• [Brief]
Pick out every line of the data below that contains the string "frond", and copy each one.

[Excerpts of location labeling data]
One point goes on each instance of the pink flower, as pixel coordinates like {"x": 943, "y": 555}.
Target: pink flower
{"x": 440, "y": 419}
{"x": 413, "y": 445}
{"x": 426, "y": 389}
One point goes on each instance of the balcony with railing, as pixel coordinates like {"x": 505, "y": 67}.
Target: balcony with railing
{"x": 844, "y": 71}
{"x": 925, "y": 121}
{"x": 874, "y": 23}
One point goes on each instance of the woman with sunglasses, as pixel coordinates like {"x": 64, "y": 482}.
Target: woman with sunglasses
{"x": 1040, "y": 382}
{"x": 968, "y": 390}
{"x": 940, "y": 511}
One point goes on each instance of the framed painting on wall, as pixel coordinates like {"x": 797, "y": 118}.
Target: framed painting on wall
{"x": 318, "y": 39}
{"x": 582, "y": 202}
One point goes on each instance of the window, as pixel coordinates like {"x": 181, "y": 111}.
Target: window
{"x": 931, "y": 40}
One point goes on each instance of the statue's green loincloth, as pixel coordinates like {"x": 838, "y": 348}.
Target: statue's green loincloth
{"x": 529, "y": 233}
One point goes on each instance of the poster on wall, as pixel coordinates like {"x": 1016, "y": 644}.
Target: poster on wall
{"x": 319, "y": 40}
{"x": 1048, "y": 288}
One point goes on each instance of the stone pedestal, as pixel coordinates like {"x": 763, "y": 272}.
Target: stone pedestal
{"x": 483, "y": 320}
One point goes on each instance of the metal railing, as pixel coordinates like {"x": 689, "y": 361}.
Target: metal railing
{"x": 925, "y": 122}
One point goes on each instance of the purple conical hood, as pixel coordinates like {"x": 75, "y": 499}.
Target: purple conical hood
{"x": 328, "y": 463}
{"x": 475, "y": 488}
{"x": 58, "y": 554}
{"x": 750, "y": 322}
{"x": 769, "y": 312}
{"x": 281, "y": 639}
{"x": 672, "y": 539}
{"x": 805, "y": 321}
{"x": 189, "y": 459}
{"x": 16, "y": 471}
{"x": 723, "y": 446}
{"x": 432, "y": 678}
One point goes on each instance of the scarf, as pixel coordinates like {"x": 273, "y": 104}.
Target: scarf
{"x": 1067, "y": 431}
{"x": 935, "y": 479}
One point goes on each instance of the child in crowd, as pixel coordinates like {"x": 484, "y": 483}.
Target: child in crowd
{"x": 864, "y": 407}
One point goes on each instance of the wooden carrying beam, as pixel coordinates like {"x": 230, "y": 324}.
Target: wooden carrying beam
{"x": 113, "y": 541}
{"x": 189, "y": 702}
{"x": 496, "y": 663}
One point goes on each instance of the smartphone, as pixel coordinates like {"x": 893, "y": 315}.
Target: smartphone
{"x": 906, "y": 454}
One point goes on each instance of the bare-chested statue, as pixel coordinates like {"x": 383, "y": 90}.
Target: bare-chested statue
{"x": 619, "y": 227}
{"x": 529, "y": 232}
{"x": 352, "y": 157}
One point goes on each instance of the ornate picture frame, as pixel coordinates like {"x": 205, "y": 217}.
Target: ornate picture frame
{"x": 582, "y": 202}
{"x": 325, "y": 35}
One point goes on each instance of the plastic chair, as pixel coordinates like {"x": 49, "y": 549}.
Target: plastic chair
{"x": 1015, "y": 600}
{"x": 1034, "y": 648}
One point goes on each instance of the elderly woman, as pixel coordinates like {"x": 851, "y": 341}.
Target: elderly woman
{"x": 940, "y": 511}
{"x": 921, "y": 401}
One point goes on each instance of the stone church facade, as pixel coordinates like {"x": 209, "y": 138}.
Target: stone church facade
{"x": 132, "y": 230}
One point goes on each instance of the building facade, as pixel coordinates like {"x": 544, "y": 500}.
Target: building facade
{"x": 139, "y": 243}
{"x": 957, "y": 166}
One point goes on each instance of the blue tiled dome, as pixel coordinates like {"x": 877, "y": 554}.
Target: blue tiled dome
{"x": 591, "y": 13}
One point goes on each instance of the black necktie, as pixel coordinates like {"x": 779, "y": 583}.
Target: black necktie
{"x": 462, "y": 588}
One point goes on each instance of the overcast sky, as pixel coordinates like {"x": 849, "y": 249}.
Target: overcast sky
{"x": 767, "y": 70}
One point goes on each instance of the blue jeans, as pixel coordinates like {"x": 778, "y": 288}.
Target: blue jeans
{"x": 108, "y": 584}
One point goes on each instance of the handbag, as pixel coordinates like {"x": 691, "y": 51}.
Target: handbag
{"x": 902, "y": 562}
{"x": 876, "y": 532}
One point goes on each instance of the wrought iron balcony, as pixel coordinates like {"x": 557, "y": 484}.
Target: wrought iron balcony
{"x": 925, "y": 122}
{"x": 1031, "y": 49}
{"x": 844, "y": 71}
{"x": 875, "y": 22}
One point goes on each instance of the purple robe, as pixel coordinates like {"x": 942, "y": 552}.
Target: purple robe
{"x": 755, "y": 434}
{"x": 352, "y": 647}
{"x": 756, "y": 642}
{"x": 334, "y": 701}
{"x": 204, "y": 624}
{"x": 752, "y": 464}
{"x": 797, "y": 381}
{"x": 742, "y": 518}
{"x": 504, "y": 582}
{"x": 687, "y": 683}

...

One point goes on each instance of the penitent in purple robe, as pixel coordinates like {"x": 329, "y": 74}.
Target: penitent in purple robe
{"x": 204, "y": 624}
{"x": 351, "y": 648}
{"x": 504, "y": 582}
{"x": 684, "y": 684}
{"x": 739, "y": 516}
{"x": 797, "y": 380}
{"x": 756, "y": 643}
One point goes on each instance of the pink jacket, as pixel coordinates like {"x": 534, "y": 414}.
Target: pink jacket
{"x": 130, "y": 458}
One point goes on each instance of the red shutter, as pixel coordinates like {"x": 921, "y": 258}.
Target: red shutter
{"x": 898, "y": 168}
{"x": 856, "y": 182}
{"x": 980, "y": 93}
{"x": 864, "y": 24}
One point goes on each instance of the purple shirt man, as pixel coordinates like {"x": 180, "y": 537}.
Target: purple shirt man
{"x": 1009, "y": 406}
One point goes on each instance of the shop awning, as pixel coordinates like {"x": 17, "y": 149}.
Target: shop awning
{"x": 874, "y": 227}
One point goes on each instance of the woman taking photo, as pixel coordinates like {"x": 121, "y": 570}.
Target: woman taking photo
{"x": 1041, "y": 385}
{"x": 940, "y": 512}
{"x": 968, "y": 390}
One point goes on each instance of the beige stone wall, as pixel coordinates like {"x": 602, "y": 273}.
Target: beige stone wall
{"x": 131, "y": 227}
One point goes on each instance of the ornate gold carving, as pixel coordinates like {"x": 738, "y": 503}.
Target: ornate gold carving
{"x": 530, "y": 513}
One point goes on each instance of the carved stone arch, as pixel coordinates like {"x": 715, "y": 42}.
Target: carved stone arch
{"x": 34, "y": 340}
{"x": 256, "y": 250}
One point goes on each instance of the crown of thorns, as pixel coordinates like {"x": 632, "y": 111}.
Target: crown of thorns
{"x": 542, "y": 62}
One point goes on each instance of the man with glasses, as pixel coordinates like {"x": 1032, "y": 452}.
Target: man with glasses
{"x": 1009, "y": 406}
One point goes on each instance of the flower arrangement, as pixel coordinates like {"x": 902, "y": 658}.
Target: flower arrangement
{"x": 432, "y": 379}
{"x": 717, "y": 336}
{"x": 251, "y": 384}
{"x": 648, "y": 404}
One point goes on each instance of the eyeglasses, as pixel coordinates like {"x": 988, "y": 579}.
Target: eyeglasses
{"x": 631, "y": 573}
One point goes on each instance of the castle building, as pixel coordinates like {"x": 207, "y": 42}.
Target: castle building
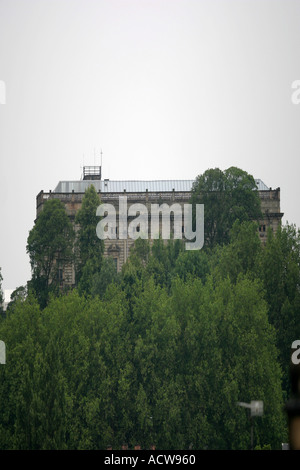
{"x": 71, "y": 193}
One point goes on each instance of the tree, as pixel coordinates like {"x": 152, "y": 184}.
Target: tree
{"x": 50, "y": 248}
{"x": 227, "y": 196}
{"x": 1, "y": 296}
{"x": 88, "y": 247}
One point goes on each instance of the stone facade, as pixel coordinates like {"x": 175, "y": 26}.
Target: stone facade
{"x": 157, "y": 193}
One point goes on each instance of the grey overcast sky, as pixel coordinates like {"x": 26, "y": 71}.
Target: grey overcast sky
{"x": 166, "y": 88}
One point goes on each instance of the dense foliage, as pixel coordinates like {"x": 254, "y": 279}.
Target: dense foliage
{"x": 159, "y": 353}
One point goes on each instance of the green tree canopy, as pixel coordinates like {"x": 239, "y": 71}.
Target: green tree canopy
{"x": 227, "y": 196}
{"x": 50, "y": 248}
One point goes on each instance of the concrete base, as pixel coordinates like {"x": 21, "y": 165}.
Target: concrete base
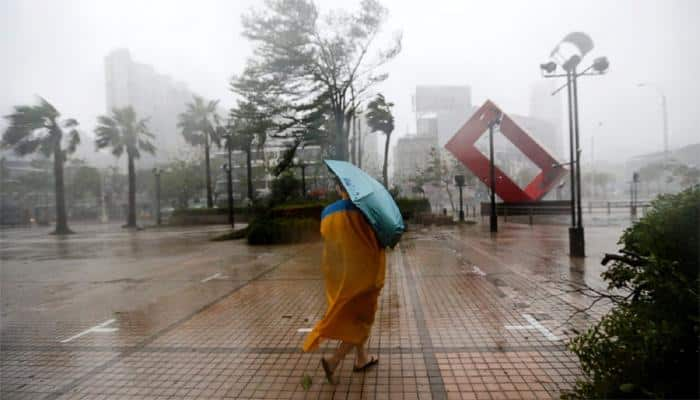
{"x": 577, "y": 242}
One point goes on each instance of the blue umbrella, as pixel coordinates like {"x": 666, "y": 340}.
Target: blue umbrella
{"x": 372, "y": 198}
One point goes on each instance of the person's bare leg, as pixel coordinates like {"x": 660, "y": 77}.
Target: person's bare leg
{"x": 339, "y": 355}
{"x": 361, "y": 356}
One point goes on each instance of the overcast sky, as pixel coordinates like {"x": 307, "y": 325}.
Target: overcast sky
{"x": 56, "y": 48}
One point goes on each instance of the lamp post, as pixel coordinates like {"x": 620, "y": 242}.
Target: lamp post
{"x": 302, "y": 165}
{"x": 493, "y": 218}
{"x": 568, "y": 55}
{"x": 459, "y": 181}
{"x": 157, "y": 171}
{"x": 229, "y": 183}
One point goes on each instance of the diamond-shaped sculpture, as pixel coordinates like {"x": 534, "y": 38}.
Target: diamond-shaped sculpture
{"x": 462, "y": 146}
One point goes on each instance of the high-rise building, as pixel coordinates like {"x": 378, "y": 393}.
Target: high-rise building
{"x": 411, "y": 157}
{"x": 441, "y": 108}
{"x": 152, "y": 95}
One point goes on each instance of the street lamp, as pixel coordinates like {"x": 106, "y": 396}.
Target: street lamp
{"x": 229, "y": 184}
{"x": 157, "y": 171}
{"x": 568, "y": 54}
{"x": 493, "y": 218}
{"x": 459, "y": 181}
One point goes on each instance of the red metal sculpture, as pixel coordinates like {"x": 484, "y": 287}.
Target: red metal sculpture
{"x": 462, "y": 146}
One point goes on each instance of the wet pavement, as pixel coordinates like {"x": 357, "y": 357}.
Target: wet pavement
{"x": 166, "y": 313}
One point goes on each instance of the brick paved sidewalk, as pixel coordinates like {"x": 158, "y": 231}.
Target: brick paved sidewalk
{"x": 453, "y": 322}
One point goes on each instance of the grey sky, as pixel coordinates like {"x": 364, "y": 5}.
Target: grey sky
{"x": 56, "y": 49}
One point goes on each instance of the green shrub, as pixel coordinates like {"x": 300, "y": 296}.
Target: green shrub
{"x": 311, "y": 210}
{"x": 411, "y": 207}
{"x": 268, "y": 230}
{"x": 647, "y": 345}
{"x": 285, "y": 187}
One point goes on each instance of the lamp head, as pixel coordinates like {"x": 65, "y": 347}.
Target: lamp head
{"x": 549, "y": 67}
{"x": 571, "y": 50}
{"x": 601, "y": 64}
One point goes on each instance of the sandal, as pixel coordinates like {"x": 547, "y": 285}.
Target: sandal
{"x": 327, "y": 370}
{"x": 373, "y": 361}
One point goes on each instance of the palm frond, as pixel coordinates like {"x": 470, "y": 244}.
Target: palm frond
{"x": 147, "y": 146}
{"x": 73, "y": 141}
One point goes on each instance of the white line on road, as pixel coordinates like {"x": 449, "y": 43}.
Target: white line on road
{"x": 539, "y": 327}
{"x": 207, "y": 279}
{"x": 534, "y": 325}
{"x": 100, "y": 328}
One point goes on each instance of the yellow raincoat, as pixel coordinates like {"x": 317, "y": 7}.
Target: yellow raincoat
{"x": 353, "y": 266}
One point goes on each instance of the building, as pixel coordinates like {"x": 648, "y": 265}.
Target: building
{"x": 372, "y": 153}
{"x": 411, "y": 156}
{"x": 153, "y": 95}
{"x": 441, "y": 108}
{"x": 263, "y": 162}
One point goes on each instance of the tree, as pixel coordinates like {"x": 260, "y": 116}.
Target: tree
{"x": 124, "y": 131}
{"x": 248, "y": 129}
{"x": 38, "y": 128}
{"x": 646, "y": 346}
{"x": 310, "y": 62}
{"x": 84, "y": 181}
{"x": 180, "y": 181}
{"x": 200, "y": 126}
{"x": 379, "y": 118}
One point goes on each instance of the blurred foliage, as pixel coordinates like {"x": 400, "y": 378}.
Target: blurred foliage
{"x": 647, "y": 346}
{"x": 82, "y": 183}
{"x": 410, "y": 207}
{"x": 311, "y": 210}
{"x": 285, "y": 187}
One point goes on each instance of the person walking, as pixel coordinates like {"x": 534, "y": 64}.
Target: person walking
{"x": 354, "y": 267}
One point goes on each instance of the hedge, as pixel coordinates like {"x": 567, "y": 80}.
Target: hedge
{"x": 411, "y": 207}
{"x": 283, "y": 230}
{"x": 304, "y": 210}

• [Output]
One point goes on each instance of the palm frond, as pixel coordinates like {"x": 470, "y": 244}.
Target: palm frond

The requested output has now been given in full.